* What to produce
Copy out, word for word, the lines in the data below, starting with the line that contains "of the rear" and going on through the last line of the data.

◇ ◇ ◇ ◇

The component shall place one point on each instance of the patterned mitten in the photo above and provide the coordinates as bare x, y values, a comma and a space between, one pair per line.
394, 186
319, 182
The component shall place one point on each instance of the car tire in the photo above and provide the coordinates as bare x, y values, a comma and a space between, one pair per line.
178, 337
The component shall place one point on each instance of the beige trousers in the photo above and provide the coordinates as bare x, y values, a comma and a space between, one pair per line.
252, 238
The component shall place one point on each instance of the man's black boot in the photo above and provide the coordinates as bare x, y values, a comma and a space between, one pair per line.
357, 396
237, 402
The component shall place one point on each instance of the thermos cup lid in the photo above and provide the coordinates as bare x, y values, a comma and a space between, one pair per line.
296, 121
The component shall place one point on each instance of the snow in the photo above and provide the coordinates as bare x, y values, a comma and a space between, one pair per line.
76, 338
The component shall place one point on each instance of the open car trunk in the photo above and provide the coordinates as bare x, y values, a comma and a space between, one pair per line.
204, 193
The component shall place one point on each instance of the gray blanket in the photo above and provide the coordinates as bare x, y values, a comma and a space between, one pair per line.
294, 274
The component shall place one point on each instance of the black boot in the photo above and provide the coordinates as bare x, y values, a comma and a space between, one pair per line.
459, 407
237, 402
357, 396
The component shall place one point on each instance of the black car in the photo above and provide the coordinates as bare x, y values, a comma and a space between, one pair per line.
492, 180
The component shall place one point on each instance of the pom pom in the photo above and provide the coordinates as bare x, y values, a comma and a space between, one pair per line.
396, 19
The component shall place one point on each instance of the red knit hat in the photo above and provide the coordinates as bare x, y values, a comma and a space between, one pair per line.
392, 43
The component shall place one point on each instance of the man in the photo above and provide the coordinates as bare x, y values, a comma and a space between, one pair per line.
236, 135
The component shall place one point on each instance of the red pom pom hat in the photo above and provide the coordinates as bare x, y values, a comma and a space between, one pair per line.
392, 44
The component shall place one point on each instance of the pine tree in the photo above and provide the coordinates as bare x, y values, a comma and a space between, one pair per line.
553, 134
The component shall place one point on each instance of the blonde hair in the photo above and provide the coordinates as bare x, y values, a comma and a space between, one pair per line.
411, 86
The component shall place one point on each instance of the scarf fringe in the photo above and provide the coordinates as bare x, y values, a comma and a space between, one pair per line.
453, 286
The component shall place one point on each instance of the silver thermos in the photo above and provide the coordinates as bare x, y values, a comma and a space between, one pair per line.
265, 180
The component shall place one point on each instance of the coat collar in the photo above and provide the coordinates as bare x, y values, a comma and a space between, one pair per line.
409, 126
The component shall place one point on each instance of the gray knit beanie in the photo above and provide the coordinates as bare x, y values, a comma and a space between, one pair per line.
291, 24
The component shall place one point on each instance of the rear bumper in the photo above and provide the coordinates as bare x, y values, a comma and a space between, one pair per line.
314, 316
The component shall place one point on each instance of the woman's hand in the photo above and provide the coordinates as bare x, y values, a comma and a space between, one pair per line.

◇ ◇ ◇ ◇

* Solution for this exercise
The component shall place one point on each instance of the rear bumper in the photo above and provide the coordinates as bare x, y values, a comma and a space between, one pair per line.
314, 316
The component shall place one point on each instance of the woman's hand in the photo above and provide the coordinates as bare x, y values, a comma and a space between, one pair per line.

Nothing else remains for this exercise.